> **Brano da leggere**:
'''

Biografia
Silvia Rizzardi nata nel 1874, si sposa nel 1897 con Emilio Zecchini. Ha due figli: Mario, nato nel 1898 e Osvaldo nato nel 1901. Rimane vedova a 30 anni nel 1904. Intelligente ed energica amministra i beni del marito che dovevano essere abbastanza consistenti e fa studiare i due figli, uno medico e l’altro ragioniere. Muore Molina nel 1944, in piena guerra , vittima della carenza di una dieta alimentare adeguata e di farmaci per il diabete, introvabili anche da papà.
La nonna Silvia era piccola e grassottella, sprizzava simpatia e allegria dal quel suo faccione largo e la bocca senza denti sempre aperta al sorriso. A me piaceva tanto e non le trovavo nessun difetto. Portava gli abiti lunghi con un grembiule, pure lungo, allacciato sotto il seno prosperoso, cosa che faceva una grande impressione a me che avevo 4/5 anni (sono nata nel 1935).
Parlava, come si usava allora, intercalando con mezze frasi da carrettiere delle quali chiedevo spiegazione alla mamma. La mamma che stimava e voleva bene alla nonna, mi diceva che solo la nonna le poteva dire e che non le dovevo ripetere.
Trascorreva l’inverno con noi che abitavamo allora in via Gorizia, parecchio distante dalla stazione.Ricordo che si andava a prenderla con la carrozza pubblica trainata dal cavallo, in cassetta un rubicondo e allegro Carmelo, C’era sempre papà io e Marco.

'''

> **Dati registrati**:
'''

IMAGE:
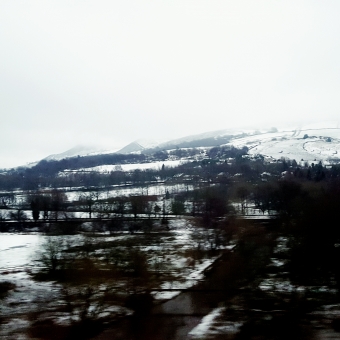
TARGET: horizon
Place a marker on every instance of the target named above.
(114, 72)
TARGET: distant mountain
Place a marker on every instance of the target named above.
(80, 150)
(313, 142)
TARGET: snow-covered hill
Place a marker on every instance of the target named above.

'''
'''

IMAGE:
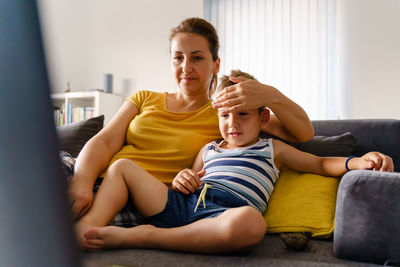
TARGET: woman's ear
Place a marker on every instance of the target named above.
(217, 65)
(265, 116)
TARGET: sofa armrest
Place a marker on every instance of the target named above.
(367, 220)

'''

> **Esplora il materiale**:
a. Trascrivi il tratto del testo sulla nonna Silvia che va da "Parlava, come si" fino a "io e Marco.".
b. Secondo il testo sulla nonna Silvia, con chi si sposa Silvia Rizzardi nel 1897?
Le voci non hanno alcun ruolo in questo lavoro.

> **Le risposte**:
a.
Parlava, come si usava allora, intercalando con mezze frasi da carrettiere delle quali chiedevo spiegazione alla mamma. La mamma che stimava e voleva bene alla nonna, mi diceva che solo la nonna le poteva dire e che non le dovevo ripetere.
Trascorreva l’inverno con noi che abitavamo allora in via Gorizia, parecchio distante dalla stazione.Ricordo che si andava a prenderla con la carrozza pubblica trainata dal cavallo, in cassetta un rubicondo e allegro Carmelo, C’era sempre papà io e Marco.

b. Con Emilio Zecchini.